## Problems and tasks
• A. Translate this sentence from the passage about Saturn's rings into Spanish: "It was an elegant and completely unanticipated discovery."
• B. Reproduce word for word the part of the passage about Saturn's rings between "One answer came" and "completely unanticipated discovery.", inclusive.
• C. Go on with the passage about Voyager and Saturn's rings, picking up after its final sentence.

───── Extract

One answer came from small new moons that were discovered in the images, two of which orbit within a gap in the rings and apparently twist and “shepherd” some of the rings with the push and pull of their combined gravity. If a block of ice in this region starts to wander too far in, one of the shepherd moons will come by and pull it back out; if a house-sized piece of ring in some other region starts wandering away, the other shepherd moon will come by and pull it back in. It was an elegant and completely unanticipated discovery.

Heidi Hammel was an undergraduate at MIT during the
Voyager
Saturn flybys, and she recalls one of her fellow students somehow hacking into NASAs
Voyager
image feed and watching all the images stream by—just like at JPL, but in his dorm room in Boston. When the professors in Heidi’s planetary science class got wind of this, they took the class on a “field trip” to this fellow’s dorm room to
view the images together. “We just sat there, as part of our class, watching the
Voyager
Saturn images come up on this TV screen,” she told me. “I remember when the images of the F Ring, the braided F Ring, first appeared. It was all twisted and strange, and we were just staring at it. And I remember that one of my professors, the astrophysicist Irwin Shapiro—I’ll never forget this—he was looking at that, and he said, ‘Well, that’s just not possible. It’s not possible for rings to do that.’ And we all just started laughing because
there it was
on the TV screen.” It seemed like
Voyager
was making the impossible possible everywhere it went.

──────────
───── Supplied material

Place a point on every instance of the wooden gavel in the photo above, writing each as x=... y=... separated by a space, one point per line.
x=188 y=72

──────────

## Responses for each task
• A. Fue un descubrimiento elegante y completamente inesperado.

• B.
One answer came from small new moons that were discovered in the images, two of which orbit within a gap in the rings and apparently twist and “shepherd” some of the rings with the push and pull of their combined gravity. If a block of ice in this region starts to wander too far in, one of the shepherd moons will come by and pull it back out; if a house-sized piece of ring in some other region starts wandering away, the other shepherd moon will come by and pull it back in. It was an elegant and completely unanticipated discovery.

• C.
Another important finding had to do with the composition of the rings.
Voyager
found them to be made of almost pure water ice, with maybe just the slightest hint of a reddish or pink coloration from some unknown but minor contaminant. Earth-based observations in 1977 had discovered thin dark rings around Uranus, and
Voyager
had discovered thick dark rings around Jupiter, which suggested that icy rings get dark over time, maybe from accumulating dust or dark materials from comet and asteroid impacts with the rings. So why would Saturn alone have a gigantic system of super-bright, ultrapure rings? The question is part of a bigger debate that is still going on among my planetary science colleagues: how old are Saturn’s rings? Their brightness and clean icy nature suggest that they are very young, perhaps having formed from the catastrophic breakup of a large icy satellite just a few tens to hundreds of millions of years ago (that’s young to astronomers). However, their highly ordered structure and the amount of mass contained in the rings suggest that any such doomed precursor moon should have been broken up very early in the history of the solar system, when such giant impacts were more common. That suggests that the rings
are ancient, and that they keep clean by repeatedly clumping and unclumping with their neighbors as they orbit, continually stirring up “
fresh” ice in the process.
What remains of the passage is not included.